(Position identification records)
------------------------------------------------

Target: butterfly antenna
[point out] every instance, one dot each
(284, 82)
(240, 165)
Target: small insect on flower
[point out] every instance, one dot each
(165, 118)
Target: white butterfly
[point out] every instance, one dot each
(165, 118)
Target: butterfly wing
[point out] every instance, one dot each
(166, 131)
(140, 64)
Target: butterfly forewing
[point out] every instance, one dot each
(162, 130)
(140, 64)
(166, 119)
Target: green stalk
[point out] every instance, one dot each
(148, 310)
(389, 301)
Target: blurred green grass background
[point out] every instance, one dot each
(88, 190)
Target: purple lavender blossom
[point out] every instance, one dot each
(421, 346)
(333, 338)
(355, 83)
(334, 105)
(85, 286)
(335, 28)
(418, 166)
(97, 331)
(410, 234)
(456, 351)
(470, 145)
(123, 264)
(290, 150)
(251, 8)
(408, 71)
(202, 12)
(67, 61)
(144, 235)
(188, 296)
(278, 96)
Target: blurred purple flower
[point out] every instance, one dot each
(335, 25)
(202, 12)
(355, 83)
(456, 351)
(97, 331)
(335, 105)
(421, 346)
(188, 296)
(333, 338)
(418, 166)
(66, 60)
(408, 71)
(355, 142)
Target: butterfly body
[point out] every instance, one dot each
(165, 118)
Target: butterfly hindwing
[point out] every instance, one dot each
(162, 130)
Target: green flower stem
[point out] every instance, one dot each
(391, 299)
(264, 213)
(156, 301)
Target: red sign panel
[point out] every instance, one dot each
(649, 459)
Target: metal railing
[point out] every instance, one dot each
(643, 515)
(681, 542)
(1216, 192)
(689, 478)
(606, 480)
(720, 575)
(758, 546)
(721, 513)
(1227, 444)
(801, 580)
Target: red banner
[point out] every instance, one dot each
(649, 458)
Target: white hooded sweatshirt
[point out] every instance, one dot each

------------------------------------------------

▶ [Exercise description] Can you give every line above again, exactly as written?

▶ [Expected answer]
Target: butterfly antenna
[point out] every instance, one dot each
(284, 82)
(240, 165)
Target: small insect on flower
[point out] every instance, one dot each
(165, 118)
Target: white butterfly
[point out] every instance, one dot each
(165, 118)
Target: butterfly wing
[point out] every instance, one dot each
(166, 131)
(140, 64)
Target: butterfly forewing
[point out] every instance, one dot each
(162, 130)
(140, 64)
(166, 119)
Target: green stalk
[point out] every instance, one dot each
(148, 310)
(389, 301)
Target: blurred green grass background
[point out] every instance, one dot each
(88, 190)
Target: purple lavender blossom
[point out] every instance, one dot each
(421, 346)
(333, 338)
(355, 83)
(334, 105)
(85, 286)
(335, 28)
(418, 166)
(97, 331)
(410, 234)
(456, 351)
(470, 145)
(123, 264)
(290, 150)
(251, 8)
(408, 71)
(202, 12)
(67, 61)
(144, 235)
(188, 296)
(278, 96)
Target: blurred purple flower
[point out] every instance, one dot each
(335, 25)
(202, 12)
(355, 83)
(456, 351)
(97, 331)
(335, 105)
(421, 346)
(188, 296)
(333, 338)
(418, 166)
(66, 60)
(408, 71)
(355, 142)
Target: butterfly body
[point out] every instance, one dot each
(165, 118)
Target: butterfly hindwing
[point out] every instance, one dot each
(162, 130)
Target: green flower stem
[point out] every instance, one dot each
(391, 299)
(264, 213)
(156, 301)
Target: red sign panel
[point out] every instance, one dot each
(649, 459)
Target: metal railing
[point out] every instance, one dot each
(643, 515)
(681, 542)
(1216, 192)
(689, 478)
(606, 480)
(720, 575)
(758, 546)
(721, 513)
(1227, 444)
(801, 580)
Target: red banner
[point out] every instance, one dot each
(649, 458)
Target: white hooded sweatshirt
[point out] every instance, one dot each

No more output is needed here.